STATED GOAL: Revise the following data by replacing every occurrence of "Target" with "Label", leaving all other text unchanged. Omit the pictures from your answer.

>> start RECORD LIST

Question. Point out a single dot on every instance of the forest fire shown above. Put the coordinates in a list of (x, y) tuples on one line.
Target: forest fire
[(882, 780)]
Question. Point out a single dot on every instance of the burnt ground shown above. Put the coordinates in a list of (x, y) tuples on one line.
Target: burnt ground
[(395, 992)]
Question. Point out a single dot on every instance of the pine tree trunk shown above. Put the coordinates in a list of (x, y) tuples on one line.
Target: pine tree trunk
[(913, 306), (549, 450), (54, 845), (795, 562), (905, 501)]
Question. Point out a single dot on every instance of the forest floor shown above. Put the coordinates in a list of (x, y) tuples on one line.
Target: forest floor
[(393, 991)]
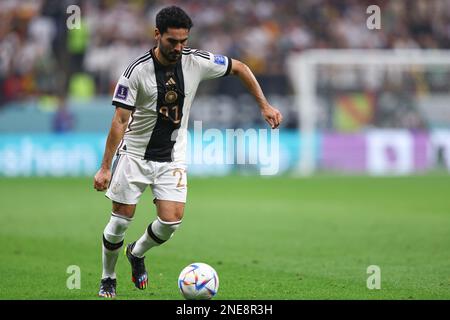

>> end RECORD LIST

FINISHED EXERCISE:
Question. Point out a single dot on every instance of the forest fire shown above. Put the coordinates in a list of (x, y) tuples on one line.
Label: forest fire
[(882, 780)]
Question. Point out a single dot on every instance of the burnt ground shown above. Put the coordinates in a list of (x, y) tuples on one line.
Label: burnt ground
[(395, 992)]
Question. Point out a single dot on every instance of the pine tree trunk shown above. Put the coordinates in a list of (x, y) tuples on one line.
Label: pine tree trunk
[(913, 306), (549, 450), (54, 845), (795, 562), (905, 501)]
Question. Point out a single dot on every instance of the forest floor shown above. Put the coordinates in a list of (x, y) tuples on one line.
Label: forest floor
[(393, 991)]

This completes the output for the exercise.